● Directions for this task: The line with "Point to the multi-story" marks where to begin. Please copy it and each line after it to the end of the records below, exactly.

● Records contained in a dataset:

___

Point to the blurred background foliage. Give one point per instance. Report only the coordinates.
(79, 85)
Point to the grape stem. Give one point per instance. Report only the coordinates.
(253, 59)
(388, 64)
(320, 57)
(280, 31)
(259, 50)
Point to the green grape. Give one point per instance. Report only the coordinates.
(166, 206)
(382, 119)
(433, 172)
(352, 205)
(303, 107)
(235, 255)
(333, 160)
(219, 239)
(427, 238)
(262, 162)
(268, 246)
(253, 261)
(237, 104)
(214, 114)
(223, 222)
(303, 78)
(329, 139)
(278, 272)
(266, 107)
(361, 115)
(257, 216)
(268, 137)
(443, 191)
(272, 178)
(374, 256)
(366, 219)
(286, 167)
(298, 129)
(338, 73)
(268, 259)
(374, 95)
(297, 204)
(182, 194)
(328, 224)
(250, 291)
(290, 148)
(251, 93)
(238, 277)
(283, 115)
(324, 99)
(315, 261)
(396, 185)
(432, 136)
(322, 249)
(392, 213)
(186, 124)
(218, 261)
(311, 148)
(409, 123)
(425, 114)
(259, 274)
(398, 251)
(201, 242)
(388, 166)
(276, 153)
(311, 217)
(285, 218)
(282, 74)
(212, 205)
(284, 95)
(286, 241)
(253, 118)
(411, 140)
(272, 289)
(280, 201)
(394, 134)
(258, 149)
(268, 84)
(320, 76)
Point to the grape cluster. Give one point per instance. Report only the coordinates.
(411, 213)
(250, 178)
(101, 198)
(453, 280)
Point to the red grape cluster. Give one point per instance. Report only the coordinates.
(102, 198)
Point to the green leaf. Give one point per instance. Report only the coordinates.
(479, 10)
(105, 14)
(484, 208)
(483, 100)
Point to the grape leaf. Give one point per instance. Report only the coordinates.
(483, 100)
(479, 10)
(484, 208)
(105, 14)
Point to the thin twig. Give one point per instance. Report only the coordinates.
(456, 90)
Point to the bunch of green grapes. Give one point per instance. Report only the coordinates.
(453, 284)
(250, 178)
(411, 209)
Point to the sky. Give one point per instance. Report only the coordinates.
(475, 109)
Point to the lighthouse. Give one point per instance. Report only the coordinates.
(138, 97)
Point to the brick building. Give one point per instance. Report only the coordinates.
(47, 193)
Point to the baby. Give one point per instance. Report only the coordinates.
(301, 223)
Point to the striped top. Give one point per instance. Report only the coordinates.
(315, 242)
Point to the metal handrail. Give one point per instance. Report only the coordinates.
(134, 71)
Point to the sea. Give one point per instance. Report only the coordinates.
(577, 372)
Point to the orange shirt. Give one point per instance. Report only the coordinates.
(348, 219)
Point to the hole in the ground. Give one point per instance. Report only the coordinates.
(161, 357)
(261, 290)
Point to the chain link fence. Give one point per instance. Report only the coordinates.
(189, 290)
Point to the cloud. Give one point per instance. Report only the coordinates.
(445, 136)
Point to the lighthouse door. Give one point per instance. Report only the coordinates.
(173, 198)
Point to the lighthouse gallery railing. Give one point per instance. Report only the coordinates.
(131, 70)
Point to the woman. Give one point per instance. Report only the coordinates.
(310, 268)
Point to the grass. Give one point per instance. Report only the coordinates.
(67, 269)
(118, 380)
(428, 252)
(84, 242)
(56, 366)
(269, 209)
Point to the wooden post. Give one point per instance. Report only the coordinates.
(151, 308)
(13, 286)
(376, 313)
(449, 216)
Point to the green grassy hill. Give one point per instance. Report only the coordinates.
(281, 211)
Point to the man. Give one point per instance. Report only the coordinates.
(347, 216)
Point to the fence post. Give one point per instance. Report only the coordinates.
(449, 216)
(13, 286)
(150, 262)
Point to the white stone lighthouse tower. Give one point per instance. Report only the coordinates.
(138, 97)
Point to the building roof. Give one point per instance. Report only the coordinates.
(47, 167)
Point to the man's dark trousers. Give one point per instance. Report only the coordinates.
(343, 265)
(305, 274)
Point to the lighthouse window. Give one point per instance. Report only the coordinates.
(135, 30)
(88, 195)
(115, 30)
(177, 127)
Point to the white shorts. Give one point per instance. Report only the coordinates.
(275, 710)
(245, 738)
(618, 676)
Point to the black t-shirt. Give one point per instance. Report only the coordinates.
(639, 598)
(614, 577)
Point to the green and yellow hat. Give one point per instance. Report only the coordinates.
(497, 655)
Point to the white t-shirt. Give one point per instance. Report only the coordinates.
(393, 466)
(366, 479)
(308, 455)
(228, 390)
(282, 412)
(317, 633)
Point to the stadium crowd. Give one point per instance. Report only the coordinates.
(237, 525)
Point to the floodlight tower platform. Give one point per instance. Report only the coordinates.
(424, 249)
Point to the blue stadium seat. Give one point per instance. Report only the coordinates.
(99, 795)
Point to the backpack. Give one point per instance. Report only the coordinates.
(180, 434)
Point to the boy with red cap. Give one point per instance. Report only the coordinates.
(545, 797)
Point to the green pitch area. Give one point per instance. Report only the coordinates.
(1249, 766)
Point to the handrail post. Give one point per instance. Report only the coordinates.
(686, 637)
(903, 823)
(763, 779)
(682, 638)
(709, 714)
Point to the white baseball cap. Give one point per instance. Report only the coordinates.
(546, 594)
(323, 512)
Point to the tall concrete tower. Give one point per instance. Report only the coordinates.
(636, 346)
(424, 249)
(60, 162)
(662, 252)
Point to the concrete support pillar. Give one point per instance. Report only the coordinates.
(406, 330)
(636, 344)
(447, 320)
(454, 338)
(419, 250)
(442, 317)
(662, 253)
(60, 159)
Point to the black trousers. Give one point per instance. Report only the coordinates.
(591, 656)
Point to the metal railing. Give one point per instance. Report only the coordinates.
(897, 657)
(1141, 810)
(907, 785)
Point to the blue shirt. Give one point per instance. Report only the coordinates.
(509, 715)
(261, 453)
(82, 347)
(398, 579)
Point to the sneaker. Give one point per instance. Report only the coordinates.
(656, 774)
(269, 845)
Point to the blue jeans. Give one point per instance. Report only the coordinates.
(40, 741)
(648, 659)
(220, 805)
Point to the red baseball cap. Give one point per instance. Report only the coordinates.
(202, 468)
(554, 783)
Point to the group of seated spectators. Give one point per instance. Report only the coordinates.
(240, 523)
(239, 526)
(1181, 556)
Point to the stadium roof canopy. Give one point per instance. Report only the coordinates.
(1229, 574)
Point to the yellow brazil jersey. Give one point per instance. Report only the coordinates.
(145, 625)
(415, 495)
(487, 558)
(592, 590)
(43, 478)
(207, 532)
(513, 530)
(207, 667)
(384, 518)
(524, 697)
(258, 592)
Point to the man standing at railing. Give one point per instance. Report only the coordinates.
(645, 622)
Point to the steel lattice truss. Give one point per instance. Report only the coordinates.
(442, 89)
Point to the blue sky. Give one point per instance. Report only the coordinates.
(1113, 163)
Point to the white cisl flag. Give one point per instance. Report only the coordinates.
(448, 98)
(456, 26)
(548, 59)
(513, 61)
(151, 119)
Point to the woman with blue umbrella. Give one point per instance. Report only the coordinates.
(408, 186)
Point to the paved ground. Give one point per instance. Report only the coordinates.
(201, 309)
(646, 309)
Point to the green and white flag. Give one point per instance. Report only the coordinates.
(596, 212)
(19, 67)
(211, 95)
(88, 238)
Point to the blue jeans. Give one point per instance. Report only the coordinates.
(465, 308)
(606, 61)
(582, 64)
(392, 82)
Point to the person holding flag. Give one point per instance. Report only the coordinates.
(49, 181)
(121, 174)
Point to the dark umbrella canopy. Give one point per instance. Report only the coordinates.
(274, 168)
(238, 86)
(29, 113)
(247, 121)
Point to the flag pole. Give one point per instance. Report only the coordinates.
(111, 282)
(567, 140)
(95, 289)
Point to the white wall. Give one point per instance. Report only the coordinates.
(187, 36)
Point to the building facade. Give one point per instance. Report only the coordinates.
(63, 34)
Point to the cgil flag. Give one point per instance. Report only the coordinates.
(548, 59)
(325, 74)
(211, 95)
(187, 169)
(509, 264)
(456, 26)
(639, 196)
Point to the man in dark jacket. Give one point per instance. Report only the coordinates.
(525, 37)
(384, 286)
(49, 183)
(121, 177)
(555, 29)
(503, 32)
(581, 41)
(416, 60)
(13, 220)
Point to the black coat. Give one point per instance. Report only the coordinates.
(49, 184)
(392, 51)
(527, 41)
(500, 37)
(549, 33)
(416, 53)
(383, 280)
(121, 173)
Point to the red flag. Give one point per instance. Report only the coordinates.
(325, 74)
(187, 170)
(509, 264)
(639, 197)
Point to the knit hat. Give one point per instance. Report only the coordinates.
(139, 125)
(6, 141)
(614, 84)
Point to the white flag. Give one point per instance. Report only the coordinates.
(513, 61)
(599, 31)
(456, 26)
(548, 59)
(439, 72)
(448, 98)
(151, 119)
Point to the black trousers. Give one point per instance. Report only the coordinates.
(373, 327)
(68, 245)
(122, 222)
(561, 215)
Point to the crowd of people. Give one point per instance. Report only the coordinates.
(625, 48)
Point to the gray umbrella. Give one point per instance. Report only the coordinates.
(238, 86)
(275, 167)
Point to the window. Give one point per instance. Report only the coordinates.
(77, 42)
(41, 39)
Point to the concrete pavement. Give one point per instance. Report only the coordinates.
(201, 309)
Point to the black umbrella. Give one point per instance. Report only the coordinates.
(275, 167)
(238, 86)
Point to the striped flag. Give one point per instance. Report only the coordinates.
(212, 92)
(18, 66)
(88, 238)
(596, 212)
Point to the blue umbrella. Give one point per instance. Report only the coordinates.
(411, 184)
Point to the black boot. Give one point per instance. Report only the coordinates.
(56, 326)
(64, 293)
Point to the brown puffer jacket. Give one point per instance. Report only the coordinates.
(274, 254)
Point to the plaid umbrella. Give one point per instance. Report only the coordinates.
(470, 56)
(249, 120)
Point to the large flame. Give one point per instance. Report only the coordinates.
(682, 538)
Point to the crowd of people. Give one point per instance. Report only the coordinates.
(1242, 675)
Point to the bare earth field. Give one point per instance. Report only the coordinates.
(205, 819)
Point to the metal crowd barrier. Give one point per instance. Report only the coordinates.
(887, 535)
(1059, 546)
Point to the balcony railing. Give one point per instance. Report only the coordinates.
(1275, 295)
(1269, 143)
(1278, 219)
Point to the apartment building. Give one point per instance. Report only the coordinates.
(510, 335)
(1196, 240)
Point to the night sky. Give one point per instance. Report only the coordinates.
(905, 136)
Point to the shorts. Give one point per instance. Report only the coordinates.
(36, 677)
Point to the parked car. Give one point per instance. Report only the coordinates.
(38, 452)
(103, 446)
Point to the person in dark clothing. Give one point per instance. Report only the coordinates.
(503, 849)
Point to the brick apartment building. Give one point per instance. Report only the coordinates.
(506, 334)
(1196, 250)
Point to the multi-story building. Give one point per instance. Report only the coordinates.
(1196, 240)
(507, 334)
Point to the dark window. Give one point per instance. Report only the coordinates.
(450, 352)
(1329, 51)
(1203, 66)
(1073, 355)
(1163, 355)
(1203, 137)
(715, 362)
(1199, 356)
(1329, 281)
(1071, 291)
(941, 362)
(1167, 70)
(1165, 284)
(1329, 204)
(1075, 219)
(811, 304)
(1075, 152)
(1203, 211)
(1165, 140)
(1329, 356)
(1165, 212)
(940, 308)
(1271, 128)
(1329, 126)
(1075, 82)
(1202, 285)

___

● Response area:
Point to the multi-story building. Give one point per instance. Report only the coordinates.
(1196, 240)
(507, 334)
Point to the dark window. Give one point per instance. Report only the coordinates.
(450, 352)
(1329, 51)
(1203, 66)
(1073, 355)
(1163, 355)
(1203, 137)
(715, 362)
(1199, 356)
(1329, 281)
(1071, 291)
(941, 362)
(1167, 70)
(1165, 284)
(1329, 204)
(1075, 219)
(811, 304)
(1075, 152)
(1203, 211)
(1165, 140)
(1329, 356)
(1165, 212)
(940, 308)
(1271, 128)
(1329, 126)
(1075, 82)
(1202, 285)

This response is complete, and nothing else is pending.